Top of SUPPLIED DATA

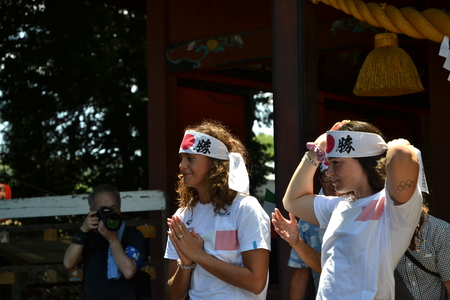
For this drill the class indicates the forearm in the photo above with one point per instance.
(299, 284)
(178, 285)
(402, 170)
(126, 265)
(252, 279)
(73, 256)
(309, 255)
(299, 196)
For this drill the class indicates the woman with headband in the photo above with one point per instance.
(219, 236)
(368, 228)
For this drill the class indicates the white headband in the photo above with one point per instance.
(342, 143)
(203, 144)
(324, 166)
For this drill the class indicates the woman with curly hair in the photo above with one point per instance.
(219, 238)
(369, 226)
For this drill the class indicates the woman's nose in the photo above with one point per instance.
(329, 171)
(182, 164)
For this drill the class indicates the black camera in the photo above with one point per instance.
(110, 218)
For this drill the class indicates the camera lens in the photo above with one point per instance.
(113, 222)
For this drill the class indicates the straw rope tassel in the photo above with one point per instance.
(388, 70)
(432, 23)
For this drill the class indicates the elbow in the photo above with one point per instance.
(68, 265)
(129, 274)
(258, 288)
(287, 205)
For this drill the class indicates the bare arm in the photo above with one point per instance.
(402, 170)
(288, 230)
(299, 196)
(179, 281)
(299, 284)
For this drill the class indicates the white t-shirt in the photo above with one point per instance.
(363, 242)
(242, 227)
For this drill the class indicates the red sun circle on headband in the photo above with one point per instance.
(188, 141)
(330, 143)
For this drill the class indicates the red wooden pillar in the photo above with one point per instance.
(159, 117)
(439, 111)
(295, 100)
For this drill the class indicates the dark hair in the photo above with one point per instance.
(374, 166)
(104, 188)
(219, 192)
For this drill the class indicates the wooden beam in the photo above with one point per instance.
(77, 204)
(295, 101)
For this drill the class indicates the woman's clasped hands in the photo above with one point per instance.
(189, 244)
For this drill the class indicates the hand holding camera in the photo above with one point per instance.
(111, 220)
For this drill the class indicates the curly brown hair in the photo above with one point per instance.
(374, 166)
(219, 192)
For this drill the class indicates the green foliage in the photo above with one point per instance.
(267, 141)
(66, 78)
(261, 147)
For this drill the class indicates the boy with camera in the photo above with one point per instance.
(112, 254)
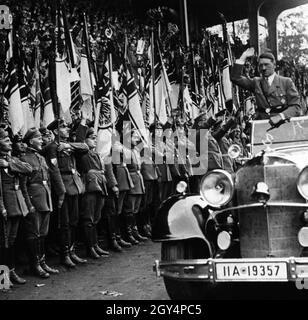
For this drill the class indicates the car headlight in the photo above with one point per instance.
(303, 237)
(181, 187)
(224, 240)
(217, 188)
(302, 183)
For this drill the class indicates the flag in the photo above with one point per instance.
(24, 77)
(36, 97)
(12, 94)
(66, 73)
(134, 106)
(48, 113)
(162, 86)
(87, 79)
(190, 106)
(108, 114)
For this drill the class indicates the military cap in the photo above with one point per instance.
(221, 113)
(30, 134)
(3, 134)
(267, 55)
(168, 125)
(54, 125)
(44, 131)
(90, 132)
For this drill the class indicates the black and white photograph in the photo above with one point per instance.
(154, 151)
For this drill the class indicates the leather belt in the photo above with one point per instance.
(73, 171)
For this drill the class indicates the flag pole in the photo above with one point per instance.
(86, 41)
(153, 74)
(112, 111)
(186, 23)
(164, 75)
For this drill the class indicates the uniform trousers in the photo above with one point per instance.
(37, 224)
(69, 216)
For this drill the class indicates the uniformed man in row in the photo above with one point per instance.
(92, 202)
(37, 194)
(61, 158)
(13, 207)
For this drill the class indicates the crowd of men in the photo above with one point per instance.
(56, 190)
(56, 187)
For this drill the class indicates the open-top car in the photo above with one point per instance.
(248, 228)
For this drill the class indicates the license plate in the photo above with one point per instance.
(253, 271)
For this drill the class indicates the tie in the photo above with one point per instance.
(265, 85)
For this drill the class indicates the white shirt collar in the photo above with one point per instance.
(270, 79)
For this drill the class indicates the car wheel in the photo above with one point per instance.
(186, 290)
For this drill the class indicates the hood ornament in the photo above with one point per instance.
(268, 142)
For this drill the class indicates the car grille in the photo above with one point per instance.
(269, 231)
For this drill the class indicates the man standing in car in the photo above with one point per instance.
(277, 98)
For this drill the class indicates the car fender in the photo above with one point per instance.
(176, 220)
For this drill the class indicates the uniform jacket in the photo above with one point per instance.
(36, 186)
(110, 176)
(209, 153)
(228, 162)
(164, 172)
(125, 182)
(134, 168)
(92, 170)
(13, 199)
(64, 174)
(281, 92)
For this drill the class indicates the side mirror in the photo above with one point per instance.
(234, 151)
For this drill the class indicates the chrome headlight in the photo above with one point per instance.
(217, 188)
(302, 183)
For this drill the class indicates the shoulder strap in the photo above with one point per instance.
(263, 92)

Bottom of SUPPLIED DATA

EXERCISE PROMPT:
Your answer must consist solely of the lines from the one containing "For this drill the class indicates the side" through the last line of the entries, reproduced exactly.

RESPONSE BELOW:
For this drill the class indicates the side mirror in the photo above with one point per instance.
(234, 151)
For this drill the class indicates the chrome headlight in the photo above with one point per instance.
(217, 188)
(302, 183)
For this drill the class indicates the shoulder strap in the photo above with one point per instance.
(263, 92)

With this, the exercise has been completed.